# [Your instructions]
Make an exact copy of the records below, excluding images.

Dataset entries:
──────────
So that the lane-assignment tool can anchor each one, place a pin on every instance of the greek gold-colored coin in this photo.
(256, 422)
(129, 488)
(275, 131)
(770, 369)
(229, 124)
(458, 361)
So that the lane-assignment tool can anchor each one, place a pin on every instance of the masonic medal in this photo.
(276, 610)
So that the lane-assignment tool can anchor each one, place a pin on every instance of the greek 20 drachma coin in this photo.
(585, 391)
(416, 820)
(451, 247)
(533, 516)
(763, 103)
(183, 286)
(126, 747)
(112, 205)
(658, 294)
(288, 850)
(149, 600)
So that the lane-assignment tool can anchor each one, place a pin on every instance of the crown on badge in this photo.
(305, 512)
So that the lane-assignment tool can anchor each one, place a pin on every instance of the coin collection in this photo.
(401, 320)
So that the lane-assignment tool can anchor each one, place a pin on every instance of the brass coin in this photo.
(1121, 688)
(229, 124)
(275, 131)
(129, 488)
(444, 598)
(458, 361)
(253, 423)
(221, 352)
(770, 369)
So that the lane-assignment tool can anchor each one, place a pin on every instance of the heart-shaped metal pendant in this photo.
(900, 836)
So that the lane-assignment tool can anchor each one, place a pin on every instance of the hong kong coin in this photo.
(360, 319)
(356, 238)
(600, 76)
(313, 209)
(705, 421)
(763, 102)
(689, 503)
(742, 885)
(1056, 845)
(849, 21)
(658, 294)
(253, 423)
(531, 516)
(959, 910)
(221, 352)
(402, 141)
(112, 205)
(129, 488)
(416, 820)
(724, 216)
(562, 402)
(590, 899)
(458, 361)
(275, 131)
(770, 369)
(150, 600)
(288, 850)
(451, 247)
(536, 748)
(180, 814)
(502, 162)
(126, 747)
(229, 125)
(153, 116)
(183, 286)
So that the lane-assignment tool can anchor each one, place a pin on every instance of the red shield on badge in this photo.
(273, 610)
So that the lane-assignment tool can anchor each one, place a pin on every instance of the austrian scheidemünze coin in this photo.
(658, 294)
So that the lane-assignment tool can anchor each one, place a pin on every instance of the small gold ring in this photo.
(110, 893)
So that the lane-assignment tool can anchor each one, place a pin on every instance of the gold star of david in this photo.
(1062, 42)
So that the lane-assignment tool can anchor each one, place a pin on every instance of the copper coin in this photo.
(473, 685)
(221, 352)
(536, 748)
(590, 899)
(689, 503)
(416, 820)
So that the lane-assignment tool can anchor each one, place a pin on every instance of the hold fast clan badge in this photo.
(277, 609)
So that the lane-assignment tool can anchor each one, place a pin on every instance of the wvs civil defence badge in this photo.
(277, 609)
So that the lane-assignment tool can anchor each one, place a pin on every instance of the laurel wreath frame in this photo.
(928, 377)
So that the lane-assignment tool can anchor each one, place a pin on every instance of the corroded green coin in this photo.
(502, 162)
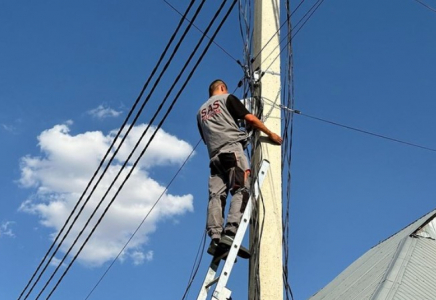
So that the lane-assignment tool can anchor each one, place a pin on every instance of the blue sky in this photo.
(70, 72)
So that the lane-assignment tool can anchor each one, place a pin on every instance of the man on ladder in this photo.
(229, 168)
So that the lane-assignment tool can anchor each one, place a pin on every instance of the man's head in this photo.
(217, 87)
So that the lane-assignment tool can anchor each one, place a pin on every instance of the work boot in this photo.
(212, 246)
(226, 242)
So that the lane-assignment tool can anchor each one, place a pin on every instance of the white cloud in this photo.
(59, 176)
(5, 229)
(140, 257)
(102, 112)
(9, 128)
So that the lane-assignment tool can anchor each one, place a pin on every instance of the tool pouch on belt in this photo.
(236, 175)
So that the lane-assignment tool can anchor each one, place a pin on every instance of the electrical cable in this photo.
(101, 164)
(196, 265)
(277, 32)
(312, 10)
(195, 26)
(143, 220)
(425, 5)
(355, 128)
(287, 135)
(152, 137)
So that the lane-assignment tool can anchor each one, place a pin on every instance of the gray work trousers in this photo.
(229, 172)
──────────
# [Solution]
So that the lane-assignment tool can anchor each one, place a pin on every instance of the greek gold-colored coin in this photo.
(256, 422)
(129, 488)
(275, 131)
(770, 369)
(229, 124)
(458, 361)
So that the lane-assignment tool can anchor each one, place a pin on every instance of the masonic medal in this photo.
(276, 610)
So that the lane-assignment tool can anchor each one, place a pin on every instance of the greek 20 drachma coin in this photo.
(585, 391)
(416, 820)
(451, 247)
(533, 516)
(763, 103)
(183, 286)
(126, 747)
(112, 205)
(658, 294)
(288, 850)
(149, 600)
So that the lane-assignment tool can anchor each one, place a pin on every instance of the crown on badge in this photo.
(305, 512)
So that the lane-assignment tool can anchor each one, place a pin on every instance of the coin collection in this photo.
(401, 320)
So that the lane-assignment tool can anchor each one, place a pin on every instance of the brass coin in this photo.
(1121, 688)
(229, 124)
(275, 131)
(129, 488)
(444, 598)
(458, 361)
(253, 423)
(221, 352)
(770, 369)
So that the lane-assignment tool can anchor each one, place a pin on every instance of the heart-shaped metal pendant in this photo.
(900, 836)
So that the lane-assignment tool can anchor each one, place a pin on every instance of the hong kong coin in this photo.
(360, 319)
(356, 238)
(600, 76)
(313, 209)
(705, 421)
(763, 102)
(689, 503)
(742, 885)
(1056, 845)
(849, 21)
(658, 294)
(253, 423)
(531, 516)
(959, 910)
(221, 352)
(402, 141)
(112, 205)
(129, 488)
(416, 820)
(724, 216)
(562, 402)
(590, 899)
(458, 361)
(275, 131)
(770, 369)
(150, 600)
(288, 850)
(451, 247)
(536, 748)
(180, 814)
(502, 162)
(126, 747)
(229, 125)
(153, 116)
(183, 286)
So that the lane-assignment tool can anchor each one, place a pin on every instance of the red shield on badge in this photo.
(273, 610)
So that the lane-assignment tool can anchor each one, place a pin on every instance of the austrian scheidemünze coin in this photo.
(658, 294)
So that the lane-assignment tool can anchor each one, place a pin on every instance of the small gold ring in this photo.
(110, 893)
So that the lane-assignment tool can anchor each one, place a pin on every instance of the gold star of david in this photo.
(1062, 42)
So that the lane-assignment tool can anchor each one, place a pin on every instance of the copper coin in this photo.
(473, 685)
(221, 352)
(536, 748)
(590, 899)
(689, 503)
(416, 820)
So that the lane-assignment tool can anchor each one, place a pin on every instance of the hold fast clan badge in this photo.
(277, 609)
So that the lane-assignment tool can anchor each one, place a pin on every instance of the wvs civil defence badge in this photo.
(277, 609)
So that the lane-assignment tool can anchor each one, place a pin on every instance of the laurel wreath frame in this photo.
(928, 377)
So that the lane-assignment tool can anchor each one, place a pin on every instance of the corroded green coin in this photo.
(502, 162)
So that the lane-assignment tool can anchor each one, place a pin on every instance of the blue sky in this photo.
(70, 72)
So that the lane-assignment tool can anchor each one, place a pin on every instance of the man on ladder in this photo.
(229, 168)
So that the lane-assignment tool can anchor each one, place a pin on every instance of the man's head in this photo.
(217, 87)
So that the lane-assignment tool can anchor each one, place a pin on every instance of the work boot in this photo.
(212, 246)
(226, 242)
So that the lane-assignment tool can anchor each one, place a pin on every instance of the white cloud in this photo.
(59, 176)
(5, 229)
(140, 257)
(102, 112)
(9, 128)
So that the lane-assignment tool can anchor each one, place a pin on every instance of the tool pouch on belt in this photo.
(236, 175)
So that the lane-assignment tool can anchor each one, place a pin on every instance of the electrical cable in this photo.
(101, 164)
(196, 265)
(277, 32)
(312, 10)
(195, 26)
(143, 220)
(425, 5)
(355, 128)
(287, 135)
(152, 137)
So that the lane-assignment tool can anchor each one, place a pin on every instance of the gray work trousers in this photo.
(229, 172)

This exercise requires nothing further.